## Task details
Write the next part of the piece about the year's ten most accessed Journal of Biology articles, starting after its last sentence.

This is a more or less frivolous look at the top ten most accessed articles - of any kind - published in Journal of Biology this year. Frivolous, because the validity of any conclusions drawn from this statistic is undermined by many considerations. The number of times an article is accessed does not measure how many people actually read it, nor, for most articles, is it any indication of how much it will be cited (itself an imperfect measure of importance): it is most likely to reflect what people think they want to read about.

Even then, there is the problem that more recently published articles have had less time to accrue accesses; although by far the highest access rates occur in the first three or four weeks after publication, most in the first two, so that in practice, given the actual numbers, even correcting for these discrepancies would make no difference to the top five, though it might affect the last two or three on the list.

Indeed, the two most accessed articles, an Opinion from Arthur Lander on the stem cell concept [1] and a Q&A from Stephen Turner, Lorena Brown, Peter Doherty and Anne Kelso on what we have learned about the influenza A (H1N1) pandemic virus [2], were both published relatively recently, in September. Clearly a major factor is topicality: the earlier influenza A (H1N1) Q&A from Doherty and Turner [3] is also on the list, at seventh. Another factor, probably, is the whiff of controversy - Lander's article asks whether the stem cell concept is holding us back - and an Opinion from Alexey Khodjakov and Conly Rieder, provocatively entitled 'The nature of cell cycle checkpoints: facts and fallacies' [4], published more recently still, is ninth.

The third most accessed of the top ten combines a topic of perennial interest - in all senses of that word - with probably the most arresting title we have published this year: 'Are we training pit bulls to review our manuscripts?' [5], under which Virginia Walbot not only answers the question (yes), but proposes a taming protocol. The pit-bull reviewer is the problem that we for our part have proposed to address with our experimental re-review opt-out policy - see 'What are journals for?' [6], at eighth - an experiment whose results I should have liked to report had the n so far been large enough to raise any discussion above the anecdotal. I do however feel able with reasonable confidence to reject one of the most important objections to the policy, which is that if authors are allowed to opt out of re-review of their revised manuscripts reviewers may refuse to referee them. We have had no refusals - although it is impossible to say whether this means reviewers are content with the policy, or simply don't read beyond the first paragraph of the request to where the policy is explained. Probably both.

## Records supplied
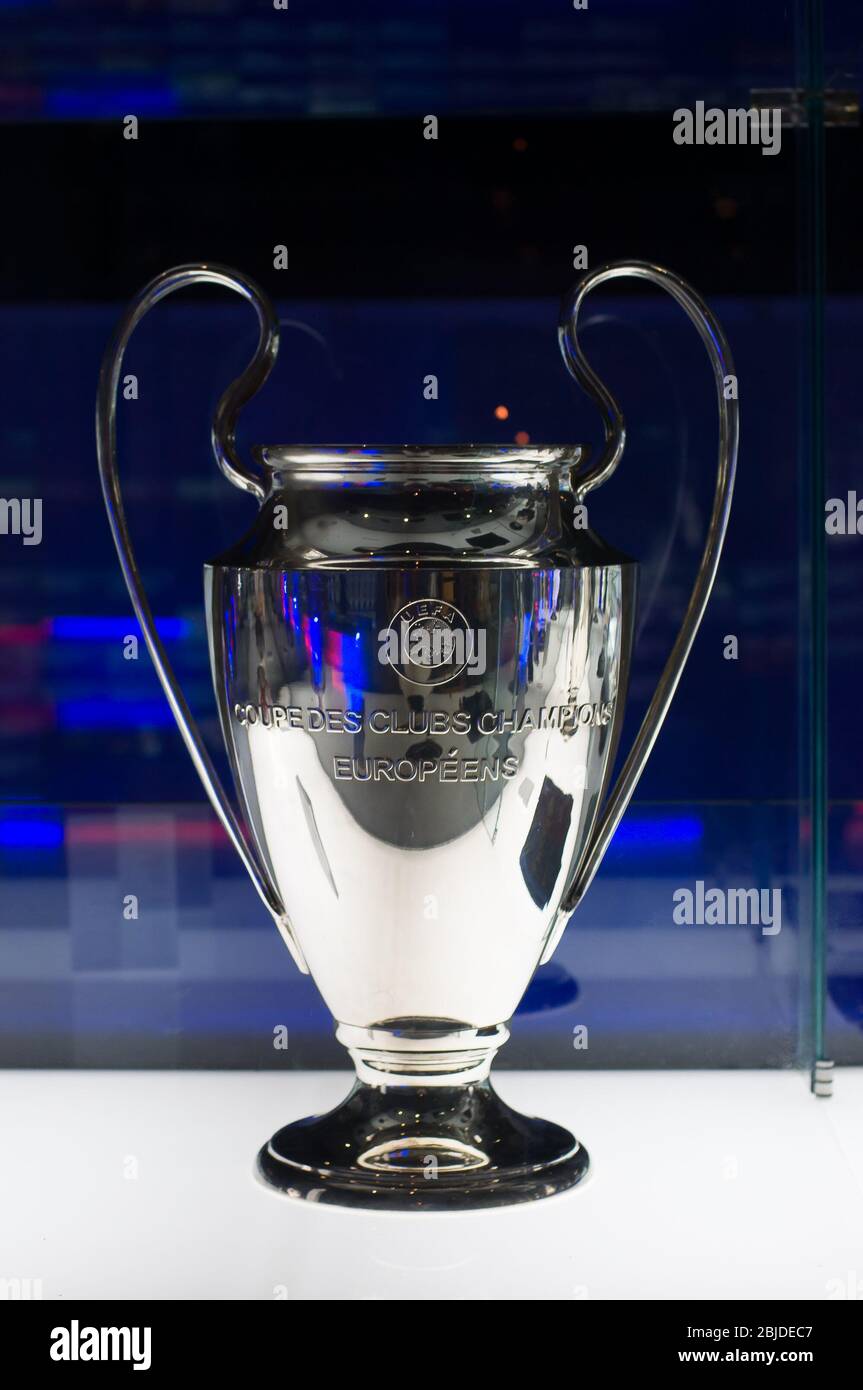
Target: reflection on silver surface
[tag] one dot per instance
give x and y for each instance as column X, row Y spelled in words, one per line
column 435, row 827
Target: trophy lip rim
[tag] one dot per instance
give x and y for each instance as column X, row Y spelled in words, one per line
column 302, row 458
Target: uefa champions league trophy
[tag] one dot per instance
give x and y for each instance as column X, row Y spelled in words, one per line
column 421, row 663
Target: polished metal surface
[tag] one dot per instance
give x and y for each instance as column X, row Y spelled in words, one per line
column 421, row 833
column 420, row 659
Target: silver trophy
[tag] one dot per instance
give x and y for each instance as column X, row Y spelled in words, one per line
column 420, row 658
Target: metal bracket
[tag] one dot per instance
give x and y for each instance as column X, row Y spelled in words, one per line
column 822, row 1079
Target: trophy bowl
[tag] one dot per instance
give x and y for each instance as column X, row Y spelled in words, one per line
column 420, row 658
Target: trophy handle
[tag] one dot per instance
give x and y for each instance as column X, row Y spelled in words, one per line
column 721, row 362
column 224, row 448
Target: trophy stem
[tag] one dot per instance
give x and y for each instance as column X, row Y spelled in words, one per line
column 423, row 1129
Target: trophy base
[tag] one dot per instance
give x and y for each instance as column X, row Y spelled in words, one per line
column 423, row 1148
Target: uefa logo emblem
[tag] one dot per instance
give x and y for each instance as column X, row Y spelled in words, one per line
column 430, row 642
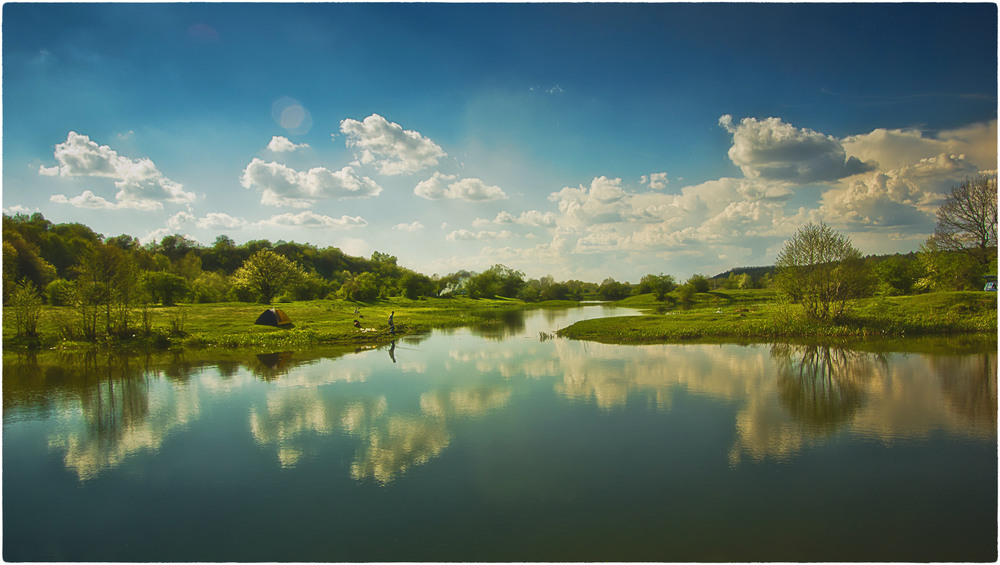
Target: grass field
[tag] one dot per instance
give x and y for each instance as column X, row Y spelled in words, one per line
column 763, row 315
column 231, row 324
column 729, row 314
* * *
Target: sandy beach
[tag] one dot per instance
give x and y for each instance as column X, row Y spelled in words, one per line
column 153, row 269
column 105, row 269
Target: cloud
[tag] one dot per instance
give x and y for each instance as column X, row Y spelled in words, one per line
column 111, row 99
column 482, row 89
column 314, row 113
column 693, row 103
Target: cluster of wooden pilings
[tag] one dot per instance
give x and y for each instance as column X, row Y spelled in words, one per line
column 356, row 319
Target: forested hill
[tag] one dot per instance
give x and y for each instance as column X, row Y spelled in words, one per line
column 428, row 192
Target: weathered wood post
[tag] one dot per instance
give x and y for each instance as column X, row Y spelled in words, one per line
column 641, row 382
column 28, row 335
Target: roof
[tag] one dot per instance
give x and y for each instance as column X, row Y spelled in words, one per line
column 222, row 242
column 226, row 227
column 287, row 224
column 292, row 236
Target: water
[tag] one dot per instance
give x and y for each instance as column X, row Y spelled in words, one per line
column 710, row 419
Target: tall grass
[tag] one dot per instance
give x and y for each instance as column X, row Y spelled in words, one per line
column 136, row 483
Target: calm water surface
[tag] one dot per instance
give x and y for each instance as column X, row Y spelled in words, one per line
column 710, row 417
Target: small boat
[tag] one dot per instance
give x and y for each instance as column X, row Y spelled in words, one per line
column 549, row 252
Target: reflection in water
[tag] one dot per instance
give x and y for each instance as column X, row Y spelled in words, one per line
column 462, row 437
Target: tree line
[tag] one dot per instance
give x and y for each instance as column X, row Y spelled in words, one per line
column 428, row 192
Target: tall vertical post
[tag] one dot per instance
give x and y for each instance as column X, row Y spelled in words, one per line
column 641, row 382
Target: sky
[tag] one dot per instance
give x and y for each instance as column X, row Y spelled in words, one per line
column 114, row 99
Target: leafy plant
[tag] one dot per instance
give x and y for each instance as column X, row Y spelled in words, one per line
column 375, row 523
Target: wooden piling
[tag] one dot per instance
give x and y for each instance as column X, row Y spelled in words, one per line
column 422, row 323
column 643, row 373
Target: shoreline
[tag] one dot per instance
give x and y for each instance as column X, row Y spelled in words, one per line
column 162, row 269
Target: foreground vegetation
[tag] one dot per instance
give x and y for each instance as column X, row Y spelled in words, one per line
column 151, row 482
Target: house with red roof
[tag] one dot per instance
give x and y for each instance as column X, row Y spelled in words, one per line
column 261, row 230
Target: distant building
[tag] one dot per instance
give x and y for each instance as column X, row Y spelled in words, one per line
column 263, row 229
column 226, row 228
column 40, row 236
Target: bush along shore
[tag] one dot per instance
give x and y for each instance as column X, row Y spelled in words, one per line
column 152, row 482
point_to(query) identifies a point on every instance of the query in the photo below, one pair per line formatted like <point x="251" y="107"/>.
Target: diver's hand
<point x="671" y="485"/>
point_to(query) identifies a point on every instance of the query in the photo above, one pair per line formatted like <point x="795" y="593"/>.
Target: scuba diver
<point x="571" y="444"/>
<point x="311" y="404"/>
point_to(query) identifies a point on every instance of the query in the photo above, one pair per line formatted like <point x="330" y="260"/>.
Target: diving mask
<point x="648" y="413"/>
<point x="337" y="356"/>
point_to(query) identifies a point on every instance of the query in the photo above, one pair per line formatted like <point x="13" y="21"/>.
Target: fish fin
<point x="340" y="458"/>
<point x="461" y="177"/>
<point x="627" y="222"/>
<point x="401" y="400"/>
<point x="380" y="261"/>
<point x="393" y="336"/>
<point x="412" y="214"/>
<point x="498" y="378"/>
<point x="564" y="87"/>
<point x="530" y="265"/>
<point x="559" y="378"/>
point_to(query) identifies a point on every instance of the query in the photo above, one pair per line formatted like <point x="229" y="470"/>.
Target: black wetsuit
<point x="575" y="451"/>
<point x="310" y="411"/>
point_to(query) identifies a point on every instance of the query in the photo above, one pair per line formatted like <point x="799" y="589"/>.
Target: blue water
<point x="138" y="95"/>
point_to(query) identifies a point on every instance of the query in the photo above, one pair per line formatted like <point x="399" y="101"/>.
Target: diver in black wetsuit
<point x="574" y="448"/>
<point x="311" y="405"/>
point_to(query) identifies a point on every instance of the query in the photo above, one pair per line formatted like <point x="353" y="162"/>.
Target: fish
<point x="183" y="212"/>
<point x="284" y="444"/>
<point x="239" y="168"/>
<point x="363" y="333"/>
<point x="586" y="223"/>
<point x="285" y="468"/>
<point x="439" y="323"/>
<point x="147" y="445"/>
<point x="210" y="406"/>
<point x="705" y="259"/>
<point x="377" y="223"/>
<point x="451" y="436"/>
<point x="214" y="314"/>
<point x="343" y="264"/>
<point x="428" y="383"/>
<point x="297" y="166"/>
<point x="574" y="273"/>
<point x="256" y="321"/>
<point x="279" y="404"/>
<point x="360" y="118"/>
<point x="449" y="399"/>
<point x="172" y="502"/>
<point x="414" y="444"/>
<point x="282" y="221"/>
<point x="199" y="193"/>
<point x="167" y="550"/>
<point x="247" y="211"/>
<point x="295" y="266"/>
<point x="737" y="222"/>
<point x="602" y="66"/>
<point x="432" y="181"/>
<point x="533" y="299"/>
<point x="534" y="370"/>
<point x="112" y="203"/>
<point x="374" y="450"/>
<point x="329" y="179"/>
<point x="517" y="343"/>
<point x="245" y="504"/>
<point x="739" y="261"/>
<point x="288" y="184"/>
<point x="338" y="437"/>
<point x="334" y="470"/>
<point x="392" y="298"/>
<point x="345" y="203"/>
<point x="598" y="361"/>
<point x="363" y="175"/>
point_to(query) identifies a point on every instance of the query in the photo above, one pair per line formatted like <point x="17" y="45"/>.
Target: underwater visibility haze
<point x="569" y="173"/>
---
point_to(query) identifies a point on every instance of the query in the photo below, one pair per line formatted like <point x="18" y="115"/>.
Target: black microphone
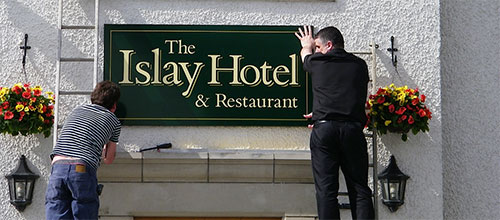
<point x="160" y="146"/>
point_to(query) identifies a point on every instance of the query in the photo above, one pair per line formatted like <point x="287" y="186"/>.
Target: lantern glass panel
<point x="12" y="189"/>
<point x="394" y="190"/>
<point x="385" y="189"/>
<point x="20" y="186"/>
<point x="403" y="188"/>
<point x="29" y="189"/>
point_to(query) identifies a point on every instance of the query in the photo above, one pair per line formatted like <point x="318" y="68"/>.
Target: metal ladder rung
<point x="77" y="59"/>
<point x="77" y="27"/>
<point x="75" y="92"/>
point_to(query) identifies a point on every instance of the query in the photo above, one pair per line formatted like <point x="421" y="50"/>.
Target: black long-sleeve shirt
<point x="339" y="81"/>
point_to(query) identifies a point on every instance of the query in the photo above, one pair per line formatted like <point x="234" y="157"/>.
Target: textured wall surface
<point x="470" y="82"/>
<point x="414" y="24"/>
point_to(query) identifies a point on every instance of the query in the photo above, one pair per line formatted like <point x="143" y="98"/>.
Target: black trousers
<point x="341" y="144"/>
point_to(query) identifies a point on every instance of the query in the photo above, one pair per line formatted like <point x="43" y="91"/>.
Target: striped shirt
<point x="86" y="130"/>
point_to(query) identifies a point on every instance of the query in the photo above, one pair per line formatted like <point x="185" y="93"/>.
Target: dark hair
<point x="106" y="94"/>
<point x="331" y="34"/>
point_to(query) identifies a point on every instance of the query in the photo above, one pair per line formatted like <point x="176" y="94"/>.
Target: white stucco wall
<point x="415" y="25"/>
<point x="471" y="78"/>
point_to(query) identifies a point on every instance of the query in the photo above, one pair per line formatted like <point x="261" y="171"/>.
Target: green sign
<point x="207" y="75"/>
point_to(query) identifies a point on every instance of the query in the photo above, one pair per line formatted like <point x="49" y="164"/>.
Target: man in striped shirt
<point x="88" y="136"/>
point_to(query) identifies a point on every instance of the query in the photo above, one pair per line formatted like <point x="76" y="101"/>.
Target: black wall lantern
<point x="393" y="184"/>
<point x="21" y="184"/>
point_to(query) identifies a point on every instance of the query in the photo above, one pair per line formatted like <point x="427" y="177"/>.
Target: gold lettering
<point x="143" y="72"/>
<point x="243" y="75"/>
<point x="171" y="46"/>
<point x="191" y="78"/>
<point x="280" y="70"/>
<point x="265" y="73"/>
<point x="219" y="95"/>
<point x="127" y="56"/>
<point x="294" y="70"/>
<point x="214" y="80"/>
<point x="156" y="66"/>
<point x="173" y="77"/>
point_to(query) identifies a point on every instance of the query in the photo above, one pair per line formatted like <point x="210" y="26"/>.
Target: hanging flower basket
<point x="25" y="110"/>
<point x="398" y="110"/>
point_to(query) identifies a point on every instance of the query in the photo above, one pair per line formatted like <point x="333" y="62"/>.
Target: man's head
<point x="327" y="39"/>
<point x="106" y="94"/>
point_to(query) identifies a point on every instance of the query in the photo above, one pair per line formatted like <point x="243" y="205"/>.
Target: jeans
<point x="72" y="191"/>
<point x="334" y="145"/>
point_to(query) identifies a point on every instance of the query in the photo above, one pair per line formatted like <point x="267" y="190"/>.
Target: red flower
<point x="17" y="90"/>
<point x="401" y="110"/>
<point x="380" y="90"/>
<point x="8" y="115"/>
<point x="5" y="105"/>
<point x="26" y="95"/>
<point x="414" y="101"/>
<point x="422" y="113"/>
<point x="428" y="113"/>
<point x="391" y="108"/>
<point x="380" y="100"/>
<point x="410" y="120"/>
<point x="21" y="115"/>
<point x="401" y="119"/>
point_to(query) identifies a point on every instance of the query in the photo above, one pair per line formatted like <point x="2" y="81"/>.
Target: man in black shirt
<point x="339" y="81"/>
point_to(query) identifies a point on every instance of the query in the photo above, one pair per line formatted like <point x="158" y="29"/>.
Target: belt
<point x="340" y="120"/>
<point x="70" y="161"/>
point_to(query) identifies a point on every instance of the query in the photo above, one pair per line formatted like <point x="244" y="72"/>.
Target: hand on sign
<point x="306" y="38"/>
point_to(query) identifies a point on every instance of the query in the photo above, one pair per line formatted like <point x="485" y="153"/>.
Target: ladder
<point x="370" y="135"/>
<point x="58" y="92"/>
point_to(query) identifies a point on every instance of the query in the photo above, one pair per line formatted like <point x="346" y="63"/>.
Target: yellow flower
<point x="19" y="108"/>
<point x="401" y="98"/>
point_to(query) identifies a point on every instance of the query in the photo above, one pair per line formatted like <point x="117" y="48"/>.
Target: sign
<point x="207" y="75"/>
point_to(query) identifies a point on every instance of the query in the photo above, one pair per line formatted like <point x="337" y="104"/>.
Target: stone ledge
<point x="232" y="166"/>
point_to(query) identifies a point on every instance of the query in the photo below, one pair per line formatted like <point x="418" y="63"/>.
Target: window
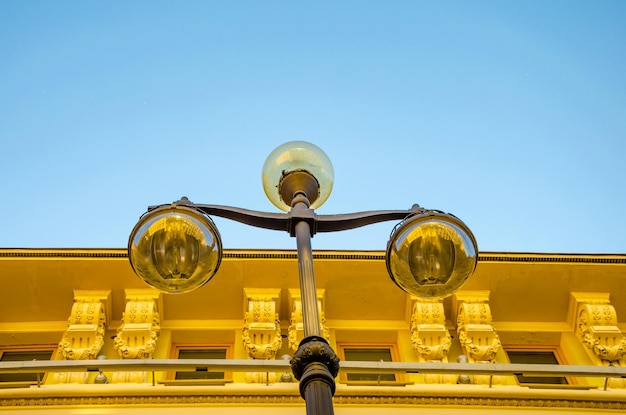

## Answer below
What else? Fifth most accessed, and again both topical and provocative, is Jonathan Howard's Opinion on why Darwin didn't discover Mendel's laws [7]; and the two research papers in the top ten, Chan et al. on conservation of gene expression in vertebrate tissues [8] and Puigbo et al. on the tree of life [9] both reflect the current preoccupation with the potential of genomic analysis for resolving profound evolutionary issues - in one case, the longstanding issue of the path to our remote ancestry; in the other, the more recent question of how exactly the evolution of form and function reflects the evolution of gene regulation.

The tenth most accessed article is a Minireview by Lucy Dalton-Griffin and Paul Kellam on infectious causes of cancer [10]. There seems little question that the articles that most reliably interest the broadest spectrum of readers without any special topical, controversial, political or provocative appeal, are those on biology with direct medical relevance. In 2010, we shall be recognizing this interest with a series of articles on biology addressed to clinical issues. Ring in the new.